#### [Information provided]
----------
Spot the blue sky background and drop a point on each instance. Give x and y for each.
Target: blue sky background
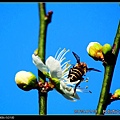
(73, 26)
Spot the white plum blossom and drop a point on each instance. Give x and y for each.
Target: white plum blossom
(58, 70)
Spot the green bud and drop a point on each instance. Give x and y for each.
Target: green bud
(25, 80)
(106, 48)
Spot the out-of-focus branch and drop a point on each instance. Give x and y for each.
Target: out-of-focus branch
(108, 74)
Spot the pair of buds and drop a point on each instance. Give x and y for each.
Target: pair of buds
----------
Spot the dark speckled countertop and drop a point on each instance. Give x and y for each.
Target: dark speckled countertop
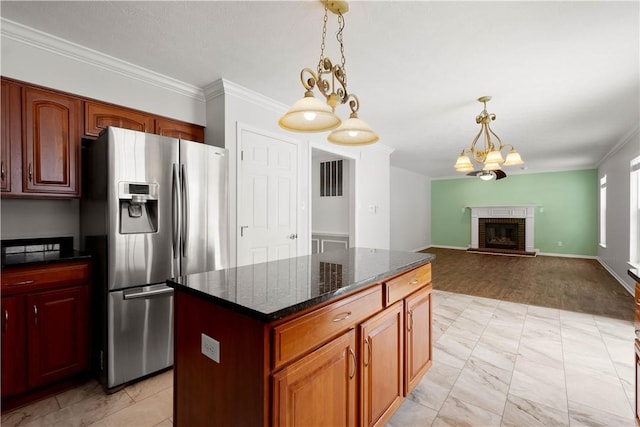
----------
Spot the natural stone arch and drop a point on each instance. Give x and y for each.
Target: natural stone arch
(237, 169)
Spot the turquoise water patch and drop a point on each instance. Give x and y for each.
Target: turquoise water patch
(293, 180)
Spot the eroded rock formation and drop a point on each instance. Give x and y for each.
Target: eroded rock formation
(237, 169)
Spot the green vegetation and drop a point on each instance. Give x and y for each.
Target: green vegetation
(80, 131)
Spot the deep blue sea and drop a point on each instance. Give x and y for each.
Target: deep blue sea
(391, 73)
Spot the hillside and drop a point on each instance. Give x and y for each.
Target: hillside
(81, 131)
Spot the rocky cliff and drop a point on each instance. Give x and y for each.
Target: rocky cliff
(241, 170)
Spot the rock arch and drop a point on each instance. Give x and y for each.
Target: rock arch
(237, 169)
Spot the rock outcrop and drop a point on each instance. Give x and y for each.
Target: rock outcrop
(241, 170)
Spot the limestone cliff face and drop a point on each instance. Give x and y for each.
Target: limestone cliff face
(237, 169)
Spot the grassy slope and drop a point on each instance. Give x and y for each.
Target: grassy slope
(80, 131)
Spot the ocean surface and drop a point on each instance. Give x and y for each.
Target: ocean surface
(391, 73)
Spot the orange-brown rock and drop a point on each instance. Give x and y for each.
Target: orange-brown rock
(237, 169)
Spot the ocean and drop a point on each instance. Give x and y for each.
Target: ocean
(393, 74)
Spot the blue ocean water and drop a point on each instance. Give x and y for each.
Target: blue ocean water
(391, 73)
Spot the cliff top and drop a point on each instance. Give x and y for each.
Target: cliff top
----------
#### [Goal]
Turn the lines starting at the one containing "Spot the dark" and ending at the one containing "Target: dark speckled countertop" into a JSON list of strings, one string per line, with blank lines left out.

#### [Reply to the exercise]
[
  "Spot the dark speckled countertop and drop a point on each instance. Give x and y for each.",
  "Target: dark speckled countertop"
]